Your assignment | Hand back each record exactly as you find it.

--------

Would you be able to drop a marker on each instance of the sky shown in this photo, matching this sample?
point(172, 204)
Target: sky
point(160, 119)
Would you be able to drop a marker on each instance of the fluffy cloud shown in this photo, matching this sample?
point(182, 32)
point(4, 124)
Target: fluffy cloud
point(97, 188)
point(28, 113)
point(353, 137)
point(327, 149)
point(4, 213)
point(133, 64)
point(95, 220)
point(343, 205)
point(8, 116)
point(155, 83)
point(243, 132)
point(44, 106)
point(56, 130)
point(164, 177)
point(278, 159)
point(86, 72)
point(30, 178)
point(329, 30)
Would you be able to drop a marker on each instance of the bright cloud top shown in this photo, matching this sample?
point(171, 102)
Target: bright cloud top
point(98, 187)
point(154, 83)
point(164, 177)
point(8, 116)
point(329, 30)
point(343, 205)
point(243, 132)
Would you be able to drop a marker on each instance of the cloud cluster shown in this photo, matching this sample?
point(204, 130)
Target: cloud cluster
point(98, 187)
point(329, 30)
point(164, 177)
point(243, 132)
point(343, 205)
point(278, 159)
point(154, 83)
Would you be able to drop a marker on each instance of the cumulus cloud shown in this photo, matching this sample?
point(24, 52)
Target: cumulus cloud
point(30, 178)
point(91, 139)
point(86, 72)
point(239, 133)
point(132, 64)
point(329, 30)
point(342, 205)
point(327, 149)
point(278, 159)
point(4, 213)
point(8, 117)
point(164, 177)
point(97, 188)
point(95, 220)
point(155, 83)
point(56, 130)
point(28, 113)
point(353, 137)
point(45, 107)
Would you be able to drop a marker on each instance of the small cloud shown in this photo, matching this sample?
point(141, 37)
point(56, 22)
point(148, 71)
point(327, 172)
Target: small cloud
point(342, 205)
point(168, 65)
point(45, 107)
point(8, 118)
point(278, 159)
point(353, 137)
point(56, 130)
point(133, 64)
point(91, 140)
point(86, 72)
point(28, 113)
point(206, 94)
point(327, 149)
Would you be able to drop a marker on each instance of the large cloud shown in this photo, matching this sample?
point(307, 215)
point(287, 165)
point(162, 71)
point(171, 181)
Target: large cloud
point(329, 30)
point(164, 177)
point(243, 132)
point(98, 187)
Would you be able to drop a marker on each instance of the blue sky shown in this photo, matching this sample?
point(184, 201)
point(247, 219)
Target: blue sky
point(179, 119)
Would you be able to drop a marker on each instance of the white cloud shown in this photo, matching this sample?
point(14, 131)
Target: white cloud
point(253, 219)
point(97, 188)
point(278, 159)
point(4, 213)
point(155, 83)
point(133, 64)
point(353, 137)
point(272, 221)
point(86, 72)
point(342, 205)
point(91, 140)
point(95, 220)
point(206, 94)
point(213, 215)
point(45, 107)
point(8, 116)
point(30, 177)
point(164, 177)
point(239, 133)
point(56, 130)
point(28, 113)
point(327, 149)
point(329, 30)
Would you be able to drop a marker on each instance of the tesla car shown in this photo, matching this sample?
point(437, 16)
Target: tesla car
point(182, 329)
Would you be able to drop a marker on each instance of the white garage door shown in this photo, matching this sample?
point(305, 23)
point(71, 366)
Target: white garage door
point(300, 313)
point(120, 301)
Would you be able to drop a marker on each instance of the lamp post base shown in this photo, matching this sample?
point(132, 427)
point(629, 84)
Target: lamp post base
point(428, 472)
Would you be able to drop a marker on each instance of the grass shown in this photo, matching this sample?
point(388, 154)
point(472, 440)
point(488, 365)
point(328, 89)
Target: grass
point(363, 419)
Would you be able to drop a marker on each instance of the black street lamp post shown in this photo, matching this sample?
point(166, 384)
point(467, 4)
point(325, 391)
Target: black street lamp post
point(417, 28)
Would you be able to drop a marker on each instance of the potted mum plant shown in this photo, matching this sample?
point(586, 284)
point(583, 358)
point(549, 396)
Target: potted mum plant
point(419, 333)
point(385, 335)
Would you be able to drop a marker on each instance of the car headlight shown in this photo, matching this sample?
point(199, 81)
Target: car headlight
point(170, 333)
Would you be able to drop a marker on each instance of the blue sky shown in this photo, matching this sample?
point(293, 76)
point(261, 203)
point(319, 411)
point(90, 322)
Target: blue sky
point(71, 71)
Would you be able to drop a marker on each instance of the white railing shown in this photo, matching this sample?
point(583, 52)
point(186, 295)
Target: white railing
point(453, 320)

--------

Answer area |
Would you be able to drop a marker on each instance of the sky shown in this photo, matching this sample?
point(172, 204)
Target: sky
point(160, 119)
Would you be able to drop a marker on each instance of the fluffy cloud shown in this photo, matching this sample?
point(182, 32)
point(4, 124)
Target: fluffy cloud
point(97, 188)
point(28, 113)
point(353, 137)
point(327, 149)
point(4, 213)
point(133, 64)
point(95, 220)
point(343, 205)
point(8, 116)
point(155, 83)
point(243, 132)
point(44, 106)
point(56, 130)
point(164, 177)
point(278, 159)
point(86, 72)
point(30, 178)
point(329, 30)
Would you be able to drop a marker on each instance of the bright cloud top shown in this photo, matching this sample?
point(171, 102)
Target: bright cloud top
point(98, 187)
point(154, 83)
point(164, 177)
point(8, 116)
point(329, 30)
point(343, 205)
point(243, 132)
Would you be able to drop a marker on each instance of the cloud cluster shown in this photo, matching this sample?
point(204, 130)
Target: cloud cluster
point(98, 187)
point(329, 30)
point(164, 177)
point(243, 132)
point(343, 205)
point(278, 159)
point(154, 83)
Would you be able to drop a marker on each instance of the cumulus cloud shown in this photo, matching this sample?
point(24, 52)
Target: cumulus cloud
point(30, 178)
point(91, 139)
point(86, 72)
point(239, 133)
point(132, 64)
point(329, 30)
point(342, 205)
point(327, 149)
point(278, 159)
point(4, 213)
point(8, 117)
point(164, 177)
point(97, 188)
point(95, 220)
point(155, 83)
point(56, 130)
point(28, 113)
point(353, 137)
point(45, 107)
Would you be able to drop a marker on each instance of the small cloud shown in this photo, matching this sample?
point(141, 37)
point(56, 22)
point(148, 71)
point(327, 172)
Target: small cloud
point(342, 205)
point(168, 65)
point(45, 107)
point(8, 118)
point(278, 159)
point(353, 137)
point(56, 130)
point(133, 64)
point(91, 140)
point(86, 72)
point(28, 113)
point(206, 94)
point(327, 149)
Would you be able to drop a marker on each instance of the large cloud shown in this photo, matching this sample?
point(307, 215)
point(287, 165)
point(162, 71)
point(171, 181)
Target: large cloud
point(329, 30)
point(164, 177)
point(243, 132)
point(98, 187)
Would you be able to drop a marker on each instance of the blue sky shown in this photo, matching this sample?
point(184, 201)
point(247, 219)
Target: blue sky
point(179, 119)
Would you be able to drop a marker on each instance of the white cloud shown in this photo, matching this sample?
point(14, 131)
Target: white cloud
point(253, 219)
point(97, 188)
point(278, 159)
point(4, 213)
point(155, 83)
point(133, 64)
point(353, 137)
point(272, 221)
point(86, 72)
point(342, 205)
point(91, 140)
point(95, 220)
point(206, 94)
point(213, 215)
point(45, 107)
point(8, 116)
point(30, 177)
point(164, 177)
point(239, 133)
point(56, 130)
point(28, 113)
point(327, 149)
point(329, 30)
Would you be able to drop a marker on each instance of the tesla car shown in this photo, matching this sample?
point(437, 16)
Target: tesla car
point(182, 329)
Would you be able to drop a marker on each instance of the white garage door shown in this photo, matching this sample?
point(305, 23)
point(71, 366)
Target: white garage door
point(300, 313)
point(120, 301)
Would you be able to drop a marker on each instance of the lamp post base shown in this photo, matching this sample?
point(132, 427)
point(629, 84)
Target: lamp post base
point(428, 472)
Would you be able to drop a marker on each instance of the grass shown in this photo, matching this sample?
point(388, 154)
point(472, 440)
point(488, 365)
point(328, 89)
Target: grass
point(363, 419)
Would you be able to drop a marker on each instance of the black street lamp post shown in this photo, matching this sample?
point(166, 384)
point(467, 4)
point(325, 391)
Target: black street lamp post
point(417, 28)
Would you be able to drop a marker on each instance of the potted mum plant shown in this photo, matching this sample?
point(586, 284)
point(583, 358)
point(549, 396)
Target: potted mum plant
point(419, 333)
point(385, 335)
Would you be able to drop a marker on each instance of the car headlight shown in this photo, matching this sample?
point(199, 81)
Target: car headlight
point(170, 333)
Would you be able to drop a marker on each instance of the blue sky shown in this photo, matching this sample?
point(293, 76)
point(261, 203)
point(319, 411)
point(90, 322)
Target: blue sky
point(71, 71)
Would you be able to drop a marker on each instance of the white railing shown in this photo, matching this sample?
point(583, 52)
point(186, 295)
Target: white railing
point(453, 320)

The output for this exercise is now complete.